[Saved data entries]
------------------------------------

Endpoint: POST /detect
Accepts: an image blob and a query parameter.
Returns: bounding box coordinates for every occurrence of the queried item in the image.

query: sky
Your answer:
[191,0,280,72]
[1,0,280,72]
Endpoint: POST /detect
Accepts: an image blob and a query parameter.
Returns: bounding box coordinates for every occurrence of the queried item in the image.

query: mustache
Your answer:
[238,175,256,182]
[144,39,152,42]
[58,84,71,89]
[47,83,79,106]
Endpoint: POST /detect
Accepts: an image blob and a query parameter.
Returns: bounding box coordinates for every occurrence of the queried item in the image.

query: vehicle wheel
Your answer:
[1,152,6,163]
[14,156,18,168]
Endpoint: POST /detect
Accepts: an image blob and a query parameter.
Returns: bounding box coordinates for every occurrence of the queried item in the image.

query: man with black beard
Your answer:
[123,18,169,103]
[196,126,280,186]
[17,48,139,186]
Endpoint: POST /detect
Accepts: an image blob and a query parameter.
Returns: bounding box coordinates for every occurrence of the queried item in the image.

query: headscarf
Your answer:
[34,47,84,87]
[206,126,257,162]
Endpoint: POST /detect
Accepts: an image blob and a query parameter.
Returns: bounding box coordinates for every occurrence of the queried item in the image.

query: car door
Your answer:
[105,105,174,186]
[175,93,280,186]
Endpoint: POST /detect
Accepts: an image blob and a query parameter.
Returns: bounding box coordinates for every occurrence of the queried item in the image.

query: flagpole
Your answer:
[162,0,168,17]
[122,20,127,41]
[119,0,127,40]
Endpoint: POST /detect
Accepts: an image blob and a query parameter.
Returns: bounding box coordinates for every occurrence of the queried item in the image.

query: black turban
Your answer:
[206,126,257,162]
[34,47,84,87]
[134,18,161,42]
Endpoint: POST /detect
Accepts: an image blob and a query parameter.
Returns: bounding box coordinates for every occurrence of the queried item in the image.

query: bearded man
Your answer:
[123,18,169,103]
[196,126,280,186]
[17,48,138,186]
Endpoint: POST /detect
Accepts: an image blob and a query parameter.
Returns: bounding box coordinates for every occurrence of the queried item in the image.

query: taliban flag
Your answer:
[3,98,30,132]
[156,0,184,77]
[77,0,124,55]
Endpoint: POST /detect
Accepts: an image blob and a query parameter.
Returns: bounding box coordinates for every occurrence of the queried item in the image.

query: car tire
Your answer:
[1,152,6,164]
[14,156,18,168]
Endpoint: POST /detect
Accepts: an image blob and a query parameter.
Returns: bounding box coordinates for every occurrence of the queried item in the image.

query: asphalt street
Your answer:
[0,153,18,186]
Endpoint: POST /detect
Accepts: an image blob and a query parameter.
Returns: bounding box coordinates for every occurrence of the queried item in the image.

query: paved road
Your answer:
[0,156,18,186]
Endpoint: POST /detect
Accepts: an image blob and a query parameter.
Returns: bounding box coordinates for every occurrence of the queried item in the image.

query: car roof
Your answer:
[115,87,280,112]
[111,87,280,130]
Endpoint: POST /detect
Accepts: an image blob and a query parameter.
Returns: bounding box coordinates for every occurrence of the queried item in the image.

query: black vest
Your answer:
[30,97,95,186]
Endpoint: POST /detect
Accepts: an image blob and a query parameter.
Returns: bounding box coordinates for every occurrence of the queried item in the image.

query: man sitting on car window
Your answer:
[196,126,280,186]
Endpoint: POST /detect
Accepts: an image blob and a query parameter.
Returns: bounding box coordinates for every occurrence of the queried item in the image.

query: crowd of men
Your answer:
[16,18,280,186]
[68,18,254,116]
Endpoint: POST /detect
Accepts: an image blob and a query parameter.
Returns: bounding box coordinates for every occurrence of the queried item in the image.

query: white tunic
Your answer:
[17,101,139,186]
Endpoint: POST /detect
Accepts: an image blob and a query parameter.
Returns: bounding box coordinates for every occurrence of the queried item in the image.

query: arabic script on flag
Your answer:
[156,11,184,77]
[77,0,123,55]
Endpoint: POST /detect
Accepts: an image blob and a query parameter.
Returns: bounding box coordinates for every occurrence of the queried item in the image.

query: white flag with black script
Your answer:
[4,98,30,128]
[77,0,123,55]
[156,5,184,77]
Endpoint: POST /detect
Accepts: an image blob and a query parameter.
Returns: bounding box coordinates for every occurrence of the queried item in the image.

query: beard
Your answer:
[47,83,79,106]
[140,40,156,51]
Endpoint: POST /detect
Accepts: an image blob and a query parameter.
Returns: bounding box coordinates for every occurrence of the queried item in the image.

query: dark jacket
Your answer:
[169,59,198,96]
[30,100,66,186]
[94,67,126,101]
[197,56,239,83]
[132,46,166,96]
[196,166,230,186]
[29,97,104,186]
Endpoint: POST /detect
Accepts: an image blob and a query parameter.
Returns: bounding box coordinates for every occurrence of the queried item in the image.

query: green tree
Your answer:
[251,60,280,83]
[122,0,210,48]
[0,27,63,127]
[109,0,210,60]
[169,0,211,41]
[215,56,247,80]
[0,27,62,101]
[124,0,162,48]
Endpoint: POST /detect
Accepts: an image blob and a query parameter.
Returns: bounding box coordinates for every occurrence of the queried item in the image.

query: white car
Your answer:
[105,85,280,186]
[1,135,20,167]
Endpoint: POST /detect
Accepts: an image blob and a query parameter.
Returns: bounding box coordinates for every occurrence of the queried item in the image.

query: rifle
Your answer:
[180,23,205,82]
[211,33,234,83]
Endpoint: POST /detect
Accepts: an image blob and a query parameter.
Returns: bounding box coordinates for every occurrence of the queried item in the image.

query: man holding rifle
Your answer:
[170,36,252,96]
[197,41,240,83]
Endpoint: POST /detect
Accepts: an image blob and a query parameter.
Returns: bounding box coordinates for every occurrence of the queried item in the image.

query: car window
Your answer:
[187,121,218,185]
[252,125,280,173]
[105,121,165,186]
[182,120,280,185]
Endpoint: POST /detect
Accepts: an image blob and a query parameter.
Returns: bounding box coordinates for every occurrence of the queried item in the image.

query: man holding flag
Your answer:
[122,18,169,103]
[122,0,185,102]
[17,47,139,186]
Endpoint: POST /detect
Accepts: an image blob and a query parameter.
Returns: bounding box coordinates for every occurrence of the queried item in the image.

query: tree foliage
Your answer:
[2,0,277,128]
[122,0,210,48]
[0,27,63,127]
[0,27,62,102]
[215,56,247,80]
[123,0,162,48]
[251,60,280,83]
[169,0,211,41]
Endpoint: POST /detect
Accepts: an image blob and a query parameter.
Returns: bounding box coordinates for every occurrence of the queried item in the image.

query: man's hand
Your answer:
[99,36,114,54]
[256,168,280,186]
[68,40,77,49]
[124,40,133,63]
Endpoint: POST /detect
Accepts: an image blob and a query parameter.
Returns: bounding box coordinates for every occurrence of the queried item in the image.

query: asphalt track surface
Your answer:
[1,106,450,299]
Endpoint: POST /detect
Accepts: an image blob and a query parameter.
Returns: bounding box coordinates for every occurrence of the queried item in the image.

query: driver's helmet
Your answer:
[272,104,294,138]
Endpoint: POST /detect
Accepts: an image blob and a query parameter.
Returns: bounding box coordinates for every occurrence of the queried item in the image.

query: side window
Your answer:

------------------------------------

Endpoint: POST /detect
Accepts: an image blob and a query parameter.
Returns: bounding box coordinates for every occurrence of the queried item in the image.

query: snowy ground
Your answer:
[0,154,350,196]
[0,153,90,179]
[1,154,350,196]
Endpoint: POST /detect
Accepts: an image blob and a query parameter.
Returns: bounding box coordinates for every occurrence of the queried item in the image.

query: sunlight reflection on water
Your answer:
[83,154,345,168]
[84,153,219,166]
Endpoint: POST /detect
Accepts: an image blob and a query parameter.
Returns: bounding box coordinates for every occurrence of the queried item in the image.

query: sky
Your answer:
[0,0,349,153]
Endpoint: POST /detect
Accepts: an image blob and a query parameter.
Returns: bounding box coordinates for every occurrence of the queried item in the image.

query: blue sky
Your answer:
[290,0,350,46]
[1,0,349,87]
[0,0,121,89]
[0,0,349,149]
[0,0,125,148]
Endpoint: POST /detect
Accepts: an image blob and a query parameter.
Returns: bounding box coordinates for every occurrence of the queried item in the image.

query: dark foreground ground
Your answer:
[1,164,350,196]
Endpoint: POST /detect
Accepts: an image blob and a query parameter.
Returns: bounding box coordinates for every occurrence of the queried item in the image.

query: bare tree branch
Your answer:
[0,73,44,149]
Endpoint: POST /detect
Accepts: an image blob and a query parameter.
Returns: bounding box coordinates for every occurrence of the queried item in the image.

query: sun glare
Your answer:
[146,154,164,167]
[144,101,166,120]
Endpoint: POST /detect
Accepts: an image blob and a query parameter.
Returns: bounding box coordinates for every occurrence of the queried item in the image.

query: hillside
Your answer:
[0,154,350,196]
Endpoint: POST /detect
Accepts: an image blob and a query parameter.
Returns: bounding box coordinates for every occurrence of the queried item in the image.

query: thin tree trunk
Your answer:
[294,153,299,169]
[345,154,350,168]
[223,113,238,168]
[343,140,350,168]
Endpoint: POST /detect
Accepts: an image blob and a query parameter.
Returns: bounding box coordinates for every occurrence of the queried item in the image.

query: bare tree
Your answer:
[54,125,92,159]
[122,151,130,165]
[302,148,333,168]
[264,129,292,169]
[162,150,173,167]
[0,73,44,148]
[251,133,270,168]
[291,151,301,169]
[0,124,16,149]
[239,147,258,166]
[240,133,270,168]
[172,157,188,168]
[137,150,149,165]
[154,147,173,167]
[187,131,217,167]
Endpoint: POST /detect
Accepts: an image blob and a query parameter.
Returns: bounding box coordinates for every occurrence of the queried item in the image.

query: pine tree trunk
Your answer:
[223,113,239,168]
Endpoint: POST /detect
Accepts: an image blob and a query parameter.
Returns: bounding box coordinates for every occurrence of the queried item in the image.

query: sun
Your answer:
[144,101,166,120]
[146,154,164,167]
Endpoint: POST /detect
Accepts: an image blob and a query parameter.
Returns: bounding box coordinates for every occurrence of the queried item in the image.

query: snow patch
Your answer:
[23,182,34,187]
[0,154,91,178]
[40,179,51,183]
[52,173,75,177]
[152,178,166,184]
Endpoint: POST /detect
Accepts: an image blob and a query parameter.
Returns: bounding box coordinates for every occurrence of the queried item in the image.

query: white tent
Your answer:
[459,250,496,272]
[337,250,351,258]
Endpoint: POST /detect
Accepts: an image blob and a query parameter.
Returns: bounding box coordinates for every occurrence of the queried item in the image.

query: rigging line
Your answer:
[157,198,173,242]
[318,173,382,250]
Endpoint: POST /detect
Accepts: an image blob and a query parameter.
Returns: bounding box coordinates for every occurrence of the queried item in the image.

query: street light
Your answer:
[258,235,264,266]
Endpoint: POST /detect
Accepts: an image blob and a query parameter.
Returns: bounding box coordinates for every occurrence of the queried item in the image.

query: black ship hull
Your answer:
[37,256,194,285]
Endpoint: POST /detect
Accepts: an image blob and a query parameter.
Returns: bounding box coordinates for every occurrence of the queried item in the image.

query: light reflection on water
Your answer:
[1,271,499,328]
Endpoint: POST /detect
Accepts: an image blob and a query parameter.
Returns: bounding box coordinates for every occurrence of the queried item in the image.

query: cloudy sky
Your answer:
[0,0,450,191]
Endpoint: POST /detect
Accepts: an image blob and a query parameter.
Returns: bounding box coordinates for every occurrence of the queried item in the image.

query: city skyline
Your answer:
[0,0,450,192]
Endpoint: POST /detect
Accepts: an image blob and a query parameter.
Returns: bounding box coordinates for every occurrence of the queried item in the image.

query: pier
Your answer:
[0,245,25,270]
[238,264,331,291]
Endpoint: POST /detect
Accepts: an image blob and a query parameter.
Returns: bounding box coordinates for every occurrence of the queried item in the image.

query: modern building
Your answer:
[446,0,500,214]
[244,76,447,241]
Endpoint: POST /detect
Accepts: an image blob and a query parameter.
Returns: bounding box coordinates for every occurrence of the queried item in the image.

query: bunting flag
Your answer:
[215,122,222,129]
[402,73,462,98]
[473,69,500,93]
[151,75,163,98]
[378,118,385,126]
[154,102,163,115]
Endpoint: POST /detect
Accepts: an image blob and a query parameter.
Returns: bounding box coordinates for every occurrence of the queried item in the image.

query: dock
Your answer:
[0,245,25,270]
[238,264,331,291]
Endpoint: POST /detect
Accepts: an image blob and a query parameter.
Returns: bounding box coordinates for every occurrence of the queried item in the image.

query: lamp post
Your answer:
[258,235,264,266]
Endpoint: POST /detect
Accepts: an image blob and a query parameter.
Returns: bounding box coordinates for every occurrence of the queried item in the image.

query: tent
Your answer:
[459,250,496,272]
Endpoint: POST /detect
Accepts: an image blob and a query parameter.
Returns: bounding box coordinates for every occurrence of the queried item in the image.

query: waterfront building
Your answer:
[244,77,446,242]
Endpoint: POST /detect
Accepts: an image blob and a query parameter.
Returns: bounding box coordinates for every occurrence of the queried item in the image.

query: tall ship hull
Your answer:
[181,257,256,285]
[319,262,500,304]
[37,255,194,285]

------------------------------------

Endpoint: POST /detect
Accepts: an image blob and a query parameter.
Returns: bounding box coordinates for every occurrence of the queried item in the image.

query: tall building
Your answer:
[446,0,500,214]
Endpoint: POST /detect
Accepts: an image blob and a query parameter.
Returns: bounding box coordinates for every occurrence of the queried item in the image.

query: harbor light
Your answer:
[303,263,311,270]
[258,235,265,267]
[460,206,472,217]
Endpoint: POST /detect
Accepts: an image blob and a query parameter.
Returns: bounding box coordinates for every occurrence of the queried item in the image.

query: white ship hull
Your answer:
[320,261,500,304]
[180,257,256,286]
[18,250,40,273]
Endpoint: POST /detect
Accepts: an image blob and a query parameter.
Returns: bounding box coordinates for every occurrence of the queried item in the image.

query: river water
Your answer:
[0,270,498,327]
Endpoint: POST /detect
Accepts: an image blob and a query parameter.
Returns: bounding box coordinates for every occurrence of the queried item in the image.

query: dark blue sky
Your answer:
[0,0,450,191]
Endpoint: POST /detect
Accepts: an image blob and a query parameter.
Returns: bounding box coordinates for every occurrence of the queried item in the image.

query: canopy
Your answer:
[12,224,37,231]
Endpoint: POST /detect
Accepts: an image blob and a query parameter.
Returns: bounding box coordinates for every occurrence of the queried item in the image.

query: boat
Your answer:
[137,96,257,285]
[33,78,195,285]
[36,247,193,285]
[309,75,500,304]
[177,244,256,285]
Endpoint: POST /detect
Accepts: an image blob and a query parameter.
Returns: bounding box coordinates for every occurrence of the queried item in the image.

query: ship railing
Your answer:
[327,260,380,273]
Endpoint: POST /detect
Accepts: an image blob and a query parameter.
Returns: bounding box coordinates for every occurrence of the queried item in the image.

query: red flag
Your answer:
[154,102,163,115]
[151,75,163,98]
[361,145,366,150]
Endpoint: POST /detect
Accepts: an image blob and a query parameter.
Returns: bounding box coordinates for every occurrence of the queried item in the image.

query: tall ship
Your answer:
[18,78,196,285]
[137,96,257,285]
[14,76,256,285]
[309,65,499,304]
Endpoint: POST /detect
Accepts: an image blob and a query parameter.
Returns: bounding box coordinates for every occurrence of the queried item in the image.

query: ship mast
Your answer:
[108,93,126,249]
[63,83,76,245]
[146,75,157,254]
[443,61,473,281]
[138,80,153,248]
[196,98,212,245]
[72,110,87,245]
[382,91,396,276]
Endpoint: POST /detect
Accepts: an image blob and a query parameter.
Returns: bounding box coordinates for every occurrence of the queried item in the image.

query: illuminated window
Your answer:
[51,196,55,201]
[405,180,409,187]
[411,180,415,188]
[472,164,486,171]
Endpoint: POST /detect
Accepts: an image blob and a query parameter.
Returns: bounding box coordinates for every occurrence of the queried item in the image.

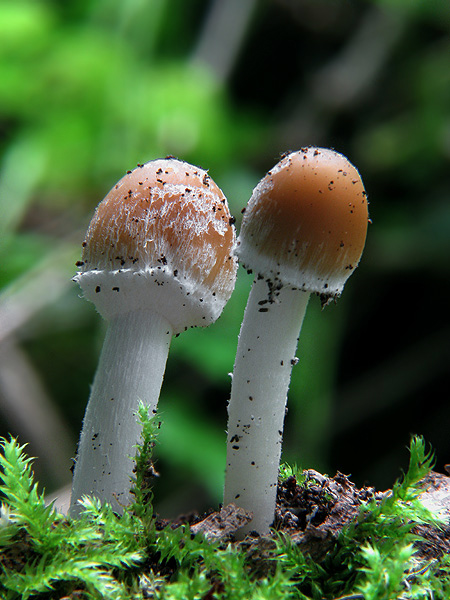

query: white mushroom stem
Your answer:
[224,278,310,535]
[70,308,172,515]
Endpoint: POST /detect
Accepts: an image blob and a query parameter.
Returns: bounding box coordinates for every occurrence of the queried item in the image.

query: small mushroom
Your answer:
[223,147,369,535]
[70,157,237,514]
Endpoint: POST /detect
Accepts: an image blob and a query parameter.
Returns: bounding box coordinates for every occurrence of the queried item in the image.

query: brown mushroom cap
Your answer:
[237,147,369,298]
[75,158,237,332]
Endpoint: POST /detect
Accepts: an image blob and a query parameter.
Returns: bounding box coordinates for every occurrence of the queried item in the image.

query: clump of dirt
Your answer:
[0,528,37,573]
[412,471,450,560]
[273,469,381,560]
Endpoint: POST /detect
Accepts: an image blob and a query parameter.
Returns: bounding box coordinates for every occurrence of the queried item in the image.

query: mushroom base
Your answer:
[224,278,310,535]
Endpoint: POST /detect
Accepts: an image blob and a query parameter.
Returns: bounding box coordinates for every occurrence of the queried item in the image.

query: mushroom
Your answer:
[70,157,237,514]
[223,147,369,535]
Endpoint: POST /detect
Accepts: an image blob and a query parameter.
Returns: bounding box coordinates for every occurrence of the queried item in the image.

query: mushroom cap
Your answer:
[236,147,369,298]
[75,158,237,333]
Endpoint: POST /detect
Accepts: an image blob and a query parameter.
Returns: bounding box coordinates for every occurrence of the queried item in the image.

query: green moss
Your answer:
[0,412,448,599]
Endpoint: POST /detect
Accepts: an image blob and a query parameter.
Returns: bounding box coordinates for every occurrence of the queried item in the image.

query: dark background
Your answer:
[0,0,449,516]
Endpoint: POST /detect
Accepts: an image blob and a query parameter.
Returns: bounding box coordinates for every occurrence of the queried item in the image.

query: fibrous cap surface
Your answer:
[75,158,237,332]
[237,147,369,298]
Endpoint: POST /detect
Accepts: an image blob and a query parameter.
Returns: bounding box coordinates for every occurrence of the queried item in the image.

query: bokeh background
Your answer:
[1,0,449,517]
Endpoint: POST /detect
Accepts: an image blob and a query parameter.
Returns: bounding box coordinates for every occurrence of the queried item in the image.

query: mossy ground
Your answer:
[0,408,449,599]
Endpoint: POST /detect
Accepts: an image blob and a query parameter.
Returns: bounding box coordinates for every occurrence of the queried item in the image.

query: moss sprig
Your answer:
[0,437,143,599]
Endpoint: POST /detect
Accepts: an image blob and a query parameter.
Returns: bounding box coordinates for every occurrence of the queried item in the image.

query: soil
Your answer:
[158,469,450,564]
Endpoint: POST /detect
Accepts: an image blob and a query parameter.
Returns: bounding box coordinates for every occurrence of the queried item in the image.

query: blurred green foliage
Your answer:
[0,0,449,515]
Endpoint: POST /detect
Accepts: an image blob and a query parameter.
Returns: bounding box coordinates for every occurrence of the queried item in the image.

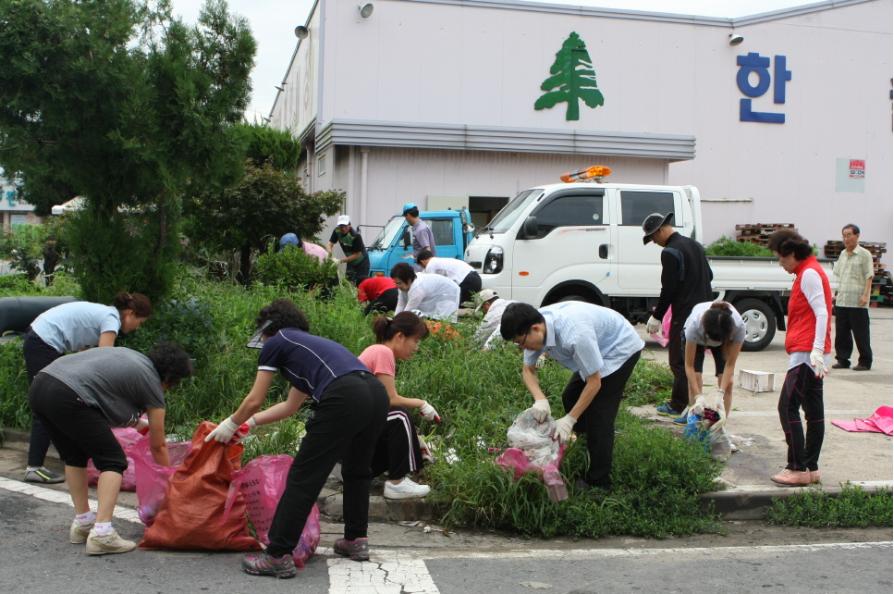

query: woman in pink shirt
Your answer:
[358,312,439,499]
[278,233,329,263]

------------------------------------

### ACTIVITY
In the entries above, restate word for word the lines between the one holding "query: canopy" and the one holding "query: ship mast", inclusive, and nothing besides.

### RESULT OF THIS TASK
query: canopy
Your answer:
[12,224,37,231]
Endpoint: POST /detect
Accepts: an image blob and a query parameter.
Returns: bounding box coordinates for every occurrence of the queried item in the image.

query: boat
Your answer:
[137,96,257,285]
[33,78,195,285]
[36,247,193,285]
[309,75,500,304]
[177,244,256,285]
Endpoint: POST /detect
Accepts: an image blob and a query parameter.
Returns: bounding box coordinates for every occurrence of the queried item in the image.

query: ship railing
Your answer:
[327,260,380,273]
Endpoint: POST /detect
Accepts: an image blob and a query parameter.
Returns: bounding box coordinates for every occurrence of the queried item in the image.

query: red flag
Your answer:
[154,102,163,115]
[151,75,163,98]
[361,145,366,150]
Endpoint: POST /detect
Accepts: an image blob and a query parameter.
Returns: bounding box coordinates for every occurrence of the queried item in the image.

query: tall ship
Your answer:
[18,78,196,285]
[137,96,257,285]
[14,76,256,285]
[309,65,499,304]
Endpoint: POST /detect
Accepts: an image blob and a query parameter.
Returns: bounding box coordinates for every occurrence of the queried item in the image.

query: ship mast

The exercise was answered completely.